| Consegna scritta 1 |
Trascrivi dall'intervista a don Bergesio il passo che comincia con "Abbiamo incontrato don" e finisce con "presenza in futuro.".
| Consegna scritta 2 |
Prosegui l'intervista a don Bergesio dopo l'ultima frase riportata.

Abbiamo incontrato don Bergesio qui da noi in redazione, per una cordiale chiacchierata e qualche domanda.

Don Josè qual è la sua priorità nella missione di oggi, a Inhambane?

È senz’altro quella di cercare di rendere la missione, cioè la parrocchia dove lavoriamo, autonoma e indipendente da noi, affinché abbia tutte le forze locali per poter continuare senza la nostra presenza in futuro.

Come ha impostato la sua azione pastorale?

Cercando di utilizzare al massimo le forze laicali. Sono i laici che fanno la parte principale, noi quasi siamo un supporto di quello che è la base, che appunto sono i laici.

Ma c’è bisogno di missionari in Mozambico? O forse ce n’è più bisogno in Italia, in Europa, nel mondo occidentale?

Io penso che i tempi vadano in direzione opposta rispetto al passato. Da qui in avanti ce ne sarà bisogno in Italia, e difatti – grazie a Dio – nelle terre tradizionalmente dette ‘di missione’ stanno aumentando le vocazioni e chissà che un domani siano proprio loro i missionari che terranno su la Chiesa, e coltiveranno la fede anche qui. Da qualche mese ho finalmente un viceparroco, e non è affatto poco.

La sua giornata di missionario come si svolge?

| Dati forniti |

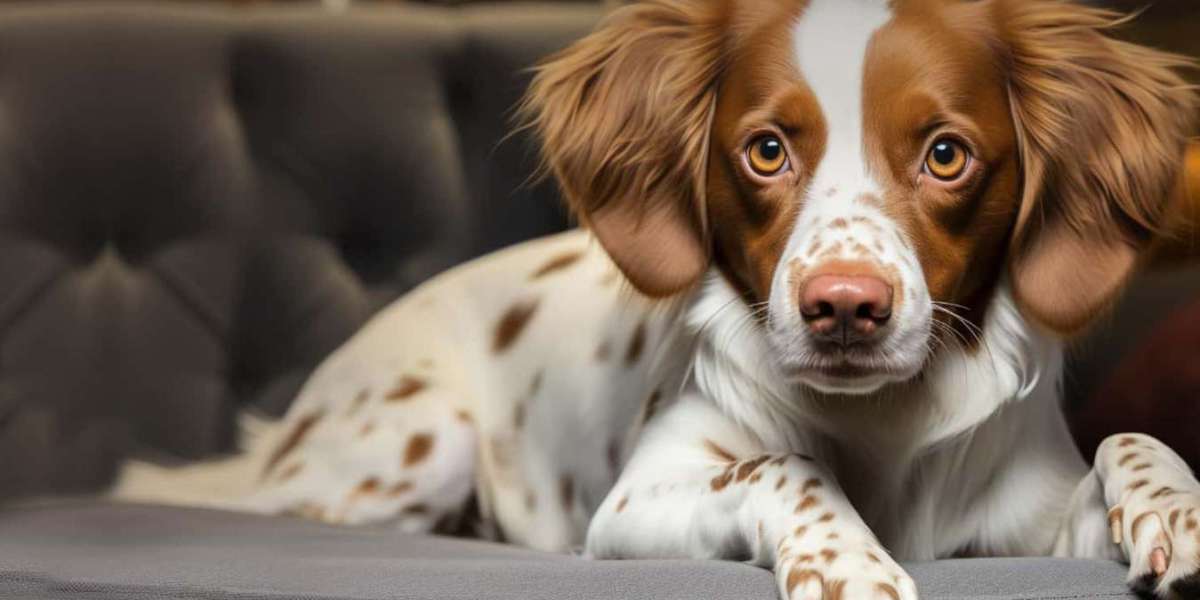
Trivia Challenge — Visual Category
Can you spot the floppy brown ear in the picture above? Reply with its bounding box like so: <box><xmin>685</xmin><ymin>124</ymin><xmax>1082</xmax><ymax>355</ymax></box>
<box><xmin>996</xmin><ymin>0</ymin><xmax>1195</xmax><ymax>335</ymax></box>
<box><xmin>522</xmin><ymin>0</ymin><xmax>724</xmax><ymax>296</ymax></box>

| Risultato dell'esercizio 1 |
Abbiamo incontrato don Bergesio qui da noi in redazione, per una cordiale chiacchierata e qualche domanda.

Don Josè qual è la sua priorità nella missione di oggi, a Inhambane?

È senz’altro quella di cercare di rendere la missione, cioè la parrocchia dove lavoriamo, autonoma e indipendente da noi, affinché abbia tutte le forze locali per poter continuare senza la nostra presenza in futuro.

| Risultato dell'esercizio 2 |
È molto complessa perché abbiamo molte attività. Siamo molto sollecitati sul piano della carità, dell’aiuto, dell’ascolto, per problemi da risolvere, per l’evangelizzazione. I problemi sono sempre tanti, le persone che arrivano anche per chiedere una cosa o l’altra sono molte, e allora bisogna gestire un po’ tutte queste necessità locali in una forma anche non programmata… ci è chiesta molta disponibilità.

Concretamente, l’annuncio del vangelo come si fa?

Noi visitiamo le varie comunità, i villaggi della parrocchia dove già lavorano i laici: sono dieci tipi di servizi che in ogni comunità sono svolti dai laici locali. Quando arriviamo nei villaggi noi sacerdoti rafforziamo la loro azione, il loro lavoro con la nostra presenza, le celebrazioni, la catechesi, l’ascolto.

Non si può infatti essere dappertutto in 25 villaggi separati da grandi distanze e collegati da strade poco comode…

Esattamente, quindi andiamo ogni tanto, talvolta secondo le necessità, talvolta secondo una programmazione condivisa. Riusciamo a visitare queste comunità in media ogni due o tre mesi.

Le pare un modello potenzialmente esportabile anche nelle nostre realtà, dove non ci sono più sacerdoti a sufficienza e dove un solo prete ha più parrocchie?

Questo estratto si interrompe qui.